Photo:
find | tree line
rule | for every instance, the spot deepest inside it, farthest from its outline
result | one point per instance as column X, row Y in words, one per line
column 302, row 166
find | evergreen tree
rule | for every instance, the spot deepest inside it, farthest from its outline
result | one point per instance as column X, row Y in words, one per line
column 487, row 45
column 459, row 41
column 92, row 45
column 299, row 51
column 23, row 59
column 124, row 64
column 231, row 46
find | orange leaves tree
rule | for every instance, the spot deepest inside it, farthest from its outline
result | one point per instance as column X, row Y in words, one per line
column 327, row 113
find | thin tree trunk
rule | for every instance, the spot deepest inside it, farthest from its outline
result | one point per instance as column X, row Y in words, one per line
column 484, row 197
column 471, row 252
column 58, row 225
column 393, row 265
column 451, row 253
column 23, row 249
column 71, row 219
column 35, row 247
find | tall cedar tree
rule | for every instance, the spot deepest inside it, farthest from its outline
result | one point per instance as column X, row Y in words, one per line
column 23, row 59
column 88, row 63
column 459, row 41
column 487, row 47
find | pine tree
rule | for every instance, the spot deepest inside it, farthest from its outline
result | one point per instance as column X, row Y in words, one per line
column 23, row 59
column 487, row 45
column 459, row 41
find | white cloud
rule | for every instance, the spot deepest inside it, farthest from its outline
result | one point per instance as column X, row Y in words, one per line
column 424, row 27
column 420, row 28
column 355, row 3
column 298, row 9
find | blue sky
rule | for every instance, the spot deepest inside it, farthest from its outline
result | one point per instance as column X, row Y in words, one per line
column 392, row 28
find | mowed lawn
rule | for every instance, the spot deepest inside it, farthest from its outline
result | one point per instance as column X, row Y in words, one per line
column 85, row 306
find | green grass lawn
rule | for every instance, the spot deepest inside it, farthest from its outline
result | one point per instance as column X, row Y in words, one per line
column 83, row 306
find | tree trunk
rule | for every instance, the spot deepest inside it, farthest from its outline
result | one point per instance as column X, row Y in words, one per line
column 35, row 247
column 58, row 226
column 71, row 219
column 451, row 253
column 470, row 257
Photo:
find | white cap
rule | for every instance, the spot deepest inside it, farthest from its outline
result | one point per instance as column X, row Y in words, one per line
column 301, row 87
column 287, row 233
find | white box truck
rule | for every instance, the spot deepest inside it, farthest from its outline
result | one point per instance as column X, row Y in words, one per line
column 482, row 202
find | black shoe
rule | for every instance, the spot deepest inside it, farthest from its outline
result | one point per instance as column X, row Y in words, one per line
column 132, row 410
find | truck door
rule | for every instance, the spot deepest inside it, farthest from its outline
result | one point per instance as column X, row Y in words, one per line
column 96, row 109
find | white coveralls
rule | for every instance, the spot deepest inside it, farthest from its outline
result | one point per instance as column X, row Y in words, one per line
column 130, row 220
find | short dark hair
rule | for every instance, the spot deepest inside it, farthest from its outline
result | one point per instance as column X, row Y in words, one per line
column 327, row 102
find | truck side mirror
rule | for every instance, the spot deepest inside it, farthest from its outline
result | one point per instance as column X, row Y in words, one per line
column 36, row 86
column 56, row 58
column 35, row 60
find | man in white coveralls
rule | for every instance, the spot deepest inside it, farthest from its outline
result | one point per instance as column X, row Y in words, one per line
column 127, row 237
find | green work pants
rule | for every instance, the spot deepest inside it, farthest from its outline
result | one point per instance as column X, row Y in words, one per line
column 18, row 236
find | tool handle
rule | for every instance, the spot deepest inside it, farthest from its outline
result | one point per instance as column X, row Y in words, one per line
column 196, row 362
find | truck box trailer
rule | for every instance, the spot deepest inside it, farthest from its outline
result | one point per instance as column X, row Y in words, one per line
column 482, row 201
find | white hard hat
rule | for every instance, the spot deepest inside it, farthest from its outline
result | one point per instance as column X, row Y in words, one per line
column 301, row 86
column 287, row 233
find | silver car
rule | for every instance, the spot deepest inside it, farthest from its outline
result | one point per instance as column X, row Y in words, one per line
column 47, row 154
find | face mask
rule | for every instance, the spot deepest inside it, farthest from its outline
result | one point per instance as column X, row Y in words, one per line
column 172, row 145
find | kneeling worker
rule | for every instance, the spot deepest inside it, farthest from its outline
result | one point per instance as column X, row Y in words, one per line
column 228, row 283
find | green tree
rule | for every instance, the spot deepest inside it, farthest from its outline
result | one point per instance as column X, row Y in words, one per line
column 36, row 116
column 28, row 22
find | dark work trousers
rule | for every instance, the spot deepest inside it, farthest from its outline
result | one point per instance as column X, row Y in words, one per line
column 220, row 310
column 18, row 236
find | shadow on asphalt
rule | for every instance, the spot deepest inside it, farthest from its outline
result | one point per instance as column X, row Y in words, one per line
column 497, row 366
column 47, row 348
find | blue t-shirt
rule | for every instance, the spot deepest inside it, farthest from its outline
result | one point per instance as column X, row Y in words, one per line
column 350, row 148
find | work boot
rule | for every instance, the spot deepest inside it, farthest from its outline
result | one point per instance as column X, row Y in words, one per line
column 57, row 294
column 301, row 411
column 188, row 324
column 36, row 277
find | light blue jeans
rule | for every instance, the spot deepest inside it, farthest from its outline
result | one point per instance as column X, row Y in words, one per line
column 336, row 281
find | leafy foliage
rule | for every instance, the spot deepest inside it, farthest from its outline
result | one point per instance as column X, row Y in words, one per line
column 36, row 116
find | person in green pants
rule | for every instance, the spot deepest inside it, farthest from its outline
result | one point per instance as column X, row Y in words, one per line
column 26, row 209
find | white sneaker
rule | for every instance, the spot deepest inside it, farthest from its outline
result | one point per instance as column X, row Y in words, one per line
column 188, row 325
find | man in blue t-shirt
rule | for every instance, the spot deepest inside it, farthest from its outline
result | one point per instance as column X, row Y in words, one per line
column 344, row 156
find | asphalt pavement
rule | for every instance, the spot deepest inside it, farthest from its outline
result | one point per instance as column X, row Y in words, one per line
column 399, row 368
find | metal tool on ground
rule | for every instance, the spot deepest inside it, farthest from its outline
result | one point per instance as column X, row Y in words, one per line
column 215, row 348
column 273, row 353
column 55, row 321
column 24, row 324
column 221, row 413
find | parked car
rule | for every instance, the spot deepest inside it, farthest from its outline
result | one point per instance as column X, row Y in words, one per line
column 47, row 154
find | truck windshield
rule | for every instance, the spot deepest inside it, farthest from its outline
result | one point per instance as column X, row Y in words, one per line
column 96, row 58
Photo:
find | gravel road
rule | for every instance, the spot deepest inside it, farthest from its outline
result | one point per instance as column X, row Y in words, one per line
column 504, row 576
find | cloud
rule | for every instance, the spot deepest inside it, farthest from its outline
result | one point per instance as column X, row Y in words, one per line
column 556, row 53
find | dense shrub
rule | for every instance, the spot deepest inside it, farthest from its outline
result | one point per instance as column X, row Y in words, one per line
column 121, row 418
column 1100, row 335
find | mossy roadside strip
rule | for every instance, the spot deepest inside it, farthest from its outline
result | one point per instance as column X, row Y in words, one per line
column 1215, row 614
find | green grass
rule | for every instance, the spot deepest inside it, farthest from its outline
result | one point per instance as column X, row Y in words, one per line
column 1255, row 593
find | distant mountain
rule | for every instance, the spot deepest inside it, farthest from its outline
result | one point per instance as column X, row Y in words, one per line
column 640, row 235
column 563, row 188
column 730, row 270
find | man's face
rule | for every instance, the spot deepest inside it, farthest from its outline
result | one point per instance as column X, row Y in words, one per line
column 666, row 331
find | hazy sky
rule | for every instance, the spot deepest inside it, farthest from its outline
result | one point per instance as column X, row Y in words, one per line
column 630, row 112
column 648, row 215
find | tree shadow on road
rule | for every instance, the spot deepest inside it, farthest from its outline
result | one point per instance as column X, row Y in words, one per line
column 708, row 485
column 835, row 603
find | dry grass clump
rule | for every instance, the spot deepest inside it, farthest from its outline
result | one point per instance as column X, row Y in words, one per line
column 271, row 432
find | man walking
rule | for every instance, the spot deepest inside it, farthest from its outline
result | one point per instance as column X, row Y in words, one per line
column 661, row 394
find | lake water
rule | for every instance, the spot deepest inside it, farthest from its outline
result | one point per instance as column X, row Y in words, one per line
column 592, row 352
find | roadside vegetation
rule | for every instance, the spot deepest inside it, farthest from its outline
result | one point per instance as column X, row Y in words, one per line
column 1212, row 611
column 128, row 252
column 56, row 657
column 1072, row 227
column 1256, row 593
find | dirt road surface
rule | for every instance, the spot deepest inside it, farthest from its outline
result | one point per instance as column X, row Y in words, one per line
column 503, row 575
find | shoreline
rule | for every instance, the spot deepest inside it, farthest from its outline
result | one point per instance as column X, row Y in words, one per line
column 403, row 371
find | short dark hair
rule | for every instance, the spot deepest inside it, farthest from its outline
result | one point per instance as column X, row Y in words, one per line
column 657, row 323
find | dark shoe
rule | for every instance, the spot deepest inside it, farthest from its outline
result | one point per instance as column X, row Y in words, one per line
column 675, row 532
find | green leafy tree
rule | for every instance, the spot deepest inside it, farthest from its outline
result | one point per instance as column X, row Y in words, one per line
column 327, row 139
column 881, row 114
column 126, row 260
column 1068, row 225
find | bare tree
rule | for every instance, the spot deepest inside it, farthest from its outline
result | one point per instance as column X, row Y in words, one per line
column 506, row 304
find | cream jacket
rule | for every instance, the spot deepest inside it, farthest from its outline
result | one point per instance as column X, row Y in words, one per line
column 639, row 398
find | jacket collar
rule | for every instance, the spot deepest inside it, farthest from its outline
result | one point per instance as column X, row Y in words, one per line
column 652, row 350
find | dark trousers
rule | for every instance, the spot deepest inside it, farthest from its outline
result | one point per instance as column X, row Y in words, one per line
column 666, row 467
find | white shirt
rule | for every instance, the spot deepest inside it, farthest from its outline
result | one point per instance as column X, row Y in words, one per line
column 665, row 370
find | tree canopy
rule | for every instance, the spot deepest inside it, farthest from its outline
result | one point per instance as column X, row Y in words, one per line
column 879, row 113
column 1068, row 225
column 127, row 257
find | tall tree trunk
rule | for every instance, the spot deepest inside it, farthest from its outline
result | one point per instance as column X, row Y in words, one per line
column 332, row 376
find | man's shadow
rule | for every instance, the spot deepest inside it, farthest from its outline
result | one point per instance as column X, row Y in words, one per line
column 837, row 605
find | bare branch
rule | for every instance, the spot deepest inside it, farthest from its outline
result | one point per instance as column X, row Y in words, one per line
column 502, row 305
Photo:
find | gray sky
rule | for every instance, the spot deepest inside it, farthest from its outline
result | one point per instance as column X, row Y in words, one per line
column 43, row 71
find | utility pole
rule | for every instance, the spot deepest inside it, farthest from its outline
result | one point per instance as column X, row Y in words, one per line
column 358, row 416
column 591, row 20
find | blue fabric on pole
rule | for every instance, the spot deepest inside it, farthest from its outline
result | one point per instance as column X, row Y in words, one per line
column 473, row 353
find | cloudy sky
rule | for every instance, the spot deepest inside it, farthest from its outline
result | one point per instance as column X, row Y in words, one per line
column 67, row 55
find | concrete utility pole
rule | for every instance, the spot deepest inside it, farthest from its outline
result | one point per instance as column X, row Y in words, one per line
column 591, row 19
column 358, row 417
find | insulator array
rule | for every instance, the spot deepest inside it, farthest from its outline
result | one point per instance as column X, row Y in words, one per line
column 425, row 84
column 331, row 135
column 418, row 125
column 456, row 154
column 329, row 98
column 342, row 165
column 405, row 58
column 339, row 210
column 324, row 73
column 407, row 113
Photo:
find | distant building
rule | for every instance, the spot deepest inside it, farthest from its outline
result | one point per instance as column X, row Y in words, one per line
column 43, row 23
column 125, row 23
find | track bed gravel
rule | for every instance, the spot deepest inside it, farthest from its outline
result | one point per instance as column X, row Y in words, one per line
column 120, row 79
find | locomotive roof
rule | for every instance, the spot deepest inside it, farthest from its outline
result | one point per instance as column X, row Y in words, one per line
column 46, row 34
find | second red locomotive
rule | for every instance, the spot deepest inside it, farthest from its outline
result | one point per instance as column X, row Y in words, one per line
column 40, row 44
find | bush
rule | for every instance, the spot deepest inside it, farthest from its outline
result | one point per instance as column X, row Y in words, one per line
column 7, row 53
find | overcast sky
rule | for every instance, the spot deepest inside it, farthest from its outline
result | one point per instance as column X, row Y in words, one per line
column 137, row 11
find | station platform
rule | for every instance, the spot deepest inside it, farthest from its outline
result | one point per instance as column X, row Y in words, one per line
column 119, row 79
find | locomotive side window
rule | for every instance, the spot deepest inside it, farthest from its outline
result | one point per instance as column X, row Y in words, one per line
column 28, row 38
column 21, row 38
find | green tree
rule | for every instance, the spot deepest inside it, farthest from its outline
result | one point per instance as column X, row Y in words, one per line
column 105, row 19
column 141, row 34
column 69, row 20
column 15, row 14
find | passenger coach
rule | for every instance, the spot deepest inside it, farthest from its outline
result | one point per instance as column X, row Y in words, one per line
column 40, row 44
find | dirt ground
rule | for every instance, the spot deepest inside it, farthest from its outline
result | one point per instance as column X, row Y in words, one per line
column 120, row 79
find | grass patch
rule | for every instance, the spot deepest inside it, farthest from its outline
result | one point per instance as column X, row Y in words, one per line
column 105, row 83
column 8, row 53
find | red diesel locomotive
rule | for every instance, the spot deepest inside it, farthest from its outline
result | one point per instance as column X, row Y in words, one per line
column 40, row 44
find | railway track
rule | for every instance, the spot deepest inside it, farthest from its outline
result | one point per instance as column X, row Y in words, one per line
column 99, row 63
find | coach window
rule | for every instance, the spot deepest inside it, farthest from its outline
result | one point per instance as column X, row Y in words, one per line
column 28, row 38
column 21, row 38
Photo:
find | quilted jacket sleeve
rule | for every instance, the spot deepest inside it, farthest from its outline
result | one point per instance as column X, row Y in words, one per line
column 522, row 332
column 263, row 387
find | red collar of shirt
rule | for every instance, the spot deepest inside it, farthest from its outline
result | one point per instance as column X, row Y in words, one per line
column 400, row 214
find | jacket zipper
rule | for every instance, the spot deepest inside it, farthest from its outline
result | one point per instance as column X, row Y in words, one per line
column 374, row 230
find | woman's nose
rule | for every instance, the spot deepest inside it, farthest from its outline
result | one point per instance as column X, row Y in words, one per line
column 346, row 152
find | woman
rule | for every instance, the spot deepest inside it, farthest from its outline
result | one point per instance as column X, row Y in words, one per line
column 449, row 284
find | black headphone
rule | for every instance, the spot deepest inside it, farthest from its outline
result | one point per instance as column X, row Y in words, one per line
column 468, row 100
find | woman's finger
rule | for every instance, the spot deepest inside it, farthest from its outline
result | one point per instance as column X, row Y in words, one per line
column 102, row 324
◆ ◆ ◆ ◆ ◆ ◆ ◆
__EXERCISE PROMPT__: Copy the material word for word, from its first line through the line containing "column 231, row 46", inclusive.

__OUTPUT FOR THIS EXERCISE__:
Photo:
find | tree line
rule | for every instance, the spot deepest inside it, farthest from its outline
result | one point per instance as column X, row Y in words, one per line
column 302, row 166
find | evergreen tree
rule | for every instance, the spot deepest inside it, farthest from its outline
result | one point per instance as column X, row Y in words, one per line
column 487, row 45
column 459, row 41
column 92, row 45
column 299, row 51
column 23, row 59
column 124, row 64
column 231, row 46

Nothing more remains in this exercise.